___ TASK INPUTS ___
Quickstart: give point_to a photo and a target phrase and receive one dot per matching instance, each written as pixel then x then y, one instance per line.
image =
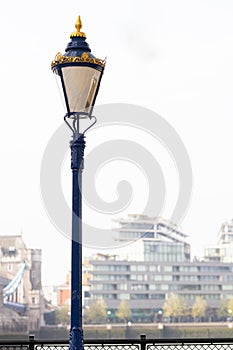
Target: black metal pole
pixel 77 155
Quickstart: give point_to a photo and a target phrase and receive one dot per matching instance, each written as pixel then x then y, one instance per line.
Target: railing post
pixel 143 341
pixel 31 341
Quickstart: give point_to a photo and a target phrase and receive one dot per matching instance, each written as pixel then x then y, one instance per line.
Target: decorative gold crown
pixel 78 26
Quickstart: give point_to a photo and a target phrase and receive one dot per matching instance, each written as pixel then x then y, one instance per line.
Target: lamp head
pixel 80 74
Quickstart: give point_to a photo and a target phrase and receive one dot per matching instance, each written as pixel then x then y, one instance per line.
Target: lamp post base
pixel 76 339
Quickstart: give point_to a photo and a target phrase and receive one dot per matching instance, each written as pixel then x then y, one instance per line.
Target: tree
pixel 199 308
pixel 175 306
pixel 97 312
pixel 123 311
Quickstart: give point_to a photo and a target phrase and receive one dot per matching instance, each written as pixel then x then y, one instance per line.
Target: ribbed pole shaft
pixel 77 156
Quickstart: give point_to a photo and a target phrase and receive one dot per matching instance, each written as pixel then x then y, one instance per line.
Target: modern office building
pixel 151 239
pixel 223 250
pixel 146 285
pixel 156 262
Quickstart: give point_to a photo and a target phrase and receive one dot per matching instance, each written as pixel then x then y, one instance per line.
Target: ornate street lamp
pixel 80 74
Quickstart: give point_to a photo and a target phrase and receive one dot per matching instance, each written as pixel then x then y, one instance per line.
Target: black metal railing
pixel 141 343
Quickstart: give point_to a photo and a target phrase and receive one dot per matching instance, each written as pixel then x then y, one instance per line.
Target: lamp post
pixel 80 74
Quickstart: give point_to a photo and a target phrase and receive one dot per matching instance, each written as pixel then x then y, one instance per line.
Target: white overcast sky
pixel 173 57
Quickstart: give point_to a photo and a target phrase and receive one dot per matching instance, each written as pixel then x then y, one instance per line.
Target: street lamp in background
pixel 79 73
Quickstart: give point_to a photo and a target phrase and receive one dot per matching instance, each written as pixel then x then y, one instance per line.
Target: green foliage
pixel 123 311
pixel 97 312
pixel 199 307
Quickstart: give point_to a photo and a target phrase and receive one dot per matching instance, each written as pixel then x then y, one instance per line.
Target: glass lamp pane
pixel 81 84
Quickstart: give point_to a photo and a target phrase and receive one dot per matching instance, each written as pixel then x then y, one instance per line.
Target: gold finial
pixel 78 26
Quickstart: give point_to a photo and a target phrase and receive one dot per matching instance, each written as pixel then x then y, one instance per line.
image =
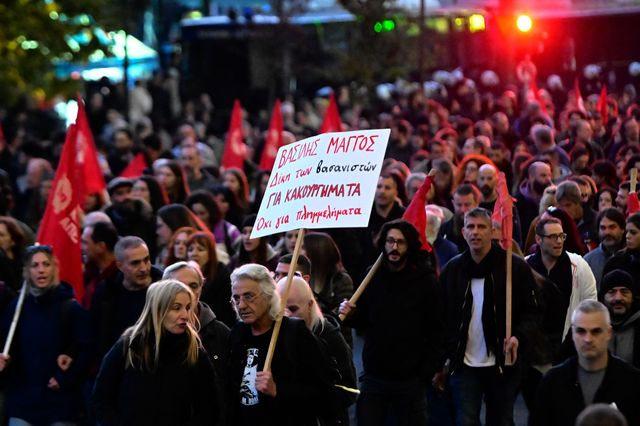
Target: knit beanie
pixel 618 278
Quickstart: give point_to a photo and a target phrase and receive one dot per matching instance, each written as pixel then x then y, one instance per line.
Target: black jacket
pixel 217 294
pixel 175 394
pixel 302 375
pixel 214 335
pixel 625 259
pixel 560 400
pixel 340 357
pixel 401 316
pixel 455 282
pixel 109 319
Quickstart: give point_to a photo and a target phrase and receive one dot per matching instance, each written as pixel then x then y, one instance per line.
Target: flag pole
pixel 283 301
pixel 16 317
pixel 508 359
pixel 365 282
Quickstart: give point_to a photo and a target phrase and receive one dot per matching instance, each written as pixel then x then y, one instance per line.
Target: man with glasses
pixel 400 315
pixel 573 280
pixel 299 384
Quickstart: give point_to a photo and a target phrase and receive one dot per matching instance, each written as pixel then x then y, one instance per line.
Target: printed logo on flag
pixel 63 194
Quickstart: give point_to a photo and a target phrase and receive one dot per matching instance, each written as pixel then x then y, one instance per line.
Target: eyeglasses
pixel 247 298
pixel 390 241
pixel 561 236
pixel 38 248
pixel 279 275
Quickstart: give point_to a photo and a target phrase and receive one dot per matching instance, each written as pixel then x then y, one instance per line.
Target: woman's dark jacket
pixel 49 325
pixel 175 394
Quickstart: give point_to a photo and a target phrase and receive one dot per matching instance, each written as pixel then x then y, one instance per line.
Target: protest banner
pixel 326 181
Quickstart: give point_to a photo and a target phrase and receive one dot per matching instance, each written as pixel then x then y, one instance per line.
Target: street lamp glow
pixel 476 23
pixel 524 23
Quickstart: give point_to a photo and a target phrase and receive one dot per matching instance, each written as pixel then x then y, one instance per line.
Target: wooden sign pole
pixel 283 301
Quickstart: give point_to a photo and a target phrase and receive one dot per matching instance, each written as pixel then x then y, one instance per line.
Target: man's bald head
pixel 539 176
pixel 300 302
pixel 487 181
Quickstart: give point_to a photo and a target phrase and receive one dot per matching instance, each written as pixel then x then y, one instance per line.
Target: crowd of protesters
pixel 179 302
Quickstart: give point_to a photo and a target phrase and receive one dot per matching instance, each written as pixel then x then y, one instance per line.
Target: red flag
pixel 603 107
pixel 136 167
pixel 535 95
pixel 274 138
pixel 60 226
pixel 503 212
pixel 87 155
pixel 416 214
pixel 578 96
pixel 633 205
pixel 331 121
pixel 235 151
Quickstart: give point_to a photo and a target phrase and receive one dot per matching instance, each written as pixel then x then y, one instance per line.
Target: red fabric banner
___
The answer is the records above, repeated exactly, with no picture in it.

- TASK RESULT
Quickstart: give point_to a photo and a target phrase and receive one dot per matching instance, each written as pixel then x then y, one instance per line.
image =
Target: black metal pole
pixel 77 155
Quickstart: give point_to a photo and a target phrase and receive one dot per matching instance, each written as pixel then x then y, one instance per line.
Target: railing post
pixel 143 341
pixel 31 341
Quickstart: give point_to a photo and a target phrase and receive one dot per matching instance, each written as pixel then x then y, one instance per line.
Target: decorative gold crown
pixel 78 26
Quickstart: give point_to a photo and a target phrase and receive one dot per matching instance, each written as pixel then x then y, one instance per line.
Target: lamp head
pixel 80 74
Quickstart: give point_to a photo and a target phrase and receive one dot per matching instance, each written as pixel then x then y, one instance per line.
Target: lamp post base
pixel 76 339
Quickstart: give point_to a photo and a target phrase and receive one dot per matching instance, each written as pixel then x then y, one instance per line.
Target: tree
pixel 199 308
pixel 175 306
pixel 97 312
pixel 123 311
Quickstart: give point_to a photo and a target phrase and receive one dot per matching instance, each written as pixel then x then y, one instance per line.
Target: ribbed pole shaft
pixel 77 156
Quickstart: give point_to a photo and a target phrase and receive one dot per matching instance, each written as pixel then x then y, one instance per line.
Target: modern office building
pixel 151 239
pixel 223 250
pixel 146 285
pixel 156 262
Quickstart: give point_to a photo and a target phrase and receive one dot per matching instance, each written as pixel then x then y, one instance per line.
Target: ornate street lamp
pixel 80 74
Quickstart: give point_to a photo and a target phrase and receive one dot per matching instance, each written as pixel then x then y, one instance per line.
Target: black metal railing
pixel 141 343
Quickstart: give point_to a photo and a target phrase and receive one dot per matching instance, each written as pixel then x then y, one instance per line.
Target: lamp post
pixel 80 74
Quickstart: give point_to a photo and a target phrase and receive one dot per matching instance, each written as pixel then x then y, one instance per line.
Target: white overcast sky
pixel 173 57
Quickstart: give point_to a photo and a target phrase and receive one dot per matching instance, each written as pixel then x then y, one instance per line.
Target: street lamp in background
pixel 79 73
Quickstart: give point_to a photo and a target phrase and receive one dot per matching instance, each written as pixel then x then y, one instance per line.
Target: green foliage
pixel 123 311
pixel 97 312
pixel 199 307
Quickstart: give point_to a photo and a target phrase and receive one dot per matching instance, each written as pixel then x then y, one instance per line.
Target: glass lamp pane
pixel 81 84
Quickstart: give point_to a photo and a target phrase and receive one dot per matching instance, each written as pixel then x then y, one instance per line.
Target: gold finial
pixel 78 26
Quickstart: give point_to a photo and a target phrase and receive one dot per matching instance, each written as pixel then x then y, one instance per line.
image =
Target: knit beanie
pixel 618 278
Quickstart: give point_to a photo and a target phrase and receive one dot per matching instance, each written as pixel then x then y, one instance per line.
Target: black jacket
pixel 217 294
pixel 175 394
pixel 302 375
pixel 214 335
pixel 625 259
pixel 560 400
pixel 340 357
pixel 401 316
pixel 455 282
pixel 109 319
Quickstart: give point_to a photo and a target phrase and receive one dot per matching instance, each written as pixel then x then y, one instance per line.
Target: flag pole
pixel 283 301
pixel 16 317
pixel 508 359
pixel 365 282
Quickstart: give point_to a photo and a target phrase and receive one dot per matching instance, each written as pixel then x then y, one instance per line.
Target: man with glasses
pixel 400 315
pixel 573 280
pixel 299 384
Quickstart: give point_to a photo and a target phrase and receive one dot per matching instance, each written as pixel then x then y, one instance per line.
Target: printed logo on flag
pixel 63 194
Quickstart: give point_to a photo and a target phrase and receive one dot per matching instance, each written as pixel then x then y, one instance per line.
Target: eyeglasses
pixel 247 298
pixel 390 241
pixel 561 236
pixel 38 248
pixel 279 275
Quickstart: give point_to a photo and a target phrase and receive one dot per matching instance, each written as pixel then x then y, one instance per line.
Target: woman's dark jacket
pixel 49 325
pixel 175 394
Quickstart: give point_to a photo and a target phrase and receive one dot per matching instance, each written as pixel then x then y, one instance per line.
Target: protest banner
pixel 326 181
Quickstart: give point_to a photo and a target phrase and receive one dot per matching instance, each written as pixel then x then y, one instance per line.
Target: street lamp glow
pixel 476 23
pixel 524 23
Quickstart: give point_to a photo and a target phrase and receive one dot per matching instance, each written as pixel then x then y, one instance per line.
Target: wooden sign pole
pixel 283 301
Quickstart: give point_to a photo and a target phrase and receive one dot per matching instance, each written as pixel then x then y, one instance per line.
Target: man's bald head
pixel 539 176
pixel 300 302
pixel 487 181
Quickstart: give point_to a photo and a target phrase and receive one dot per matching instance, each written as pixel then x then y, one instance per line.
Target: crowd of protesters
pixel 179 302
Quickstart: give point_to a photo and a target phrase and receive one dot per matching instance, each written as pixel then x then y, one instance per line.
Target: red flag
pixel 603 107
pixel 136 167
pixel 535 95
pixel 274 138
pixel 60 226
pixel 503 212
pixel 87 155
pixel 416 214
pixel 578 96
pixel 633 205
pixel 331 121
pixel 235 151
Quickstart: give point_to a photo and a target phrase and receive one dot per matching instance, each written as pixel then x then y, one instance per line.
Target: red fabric banner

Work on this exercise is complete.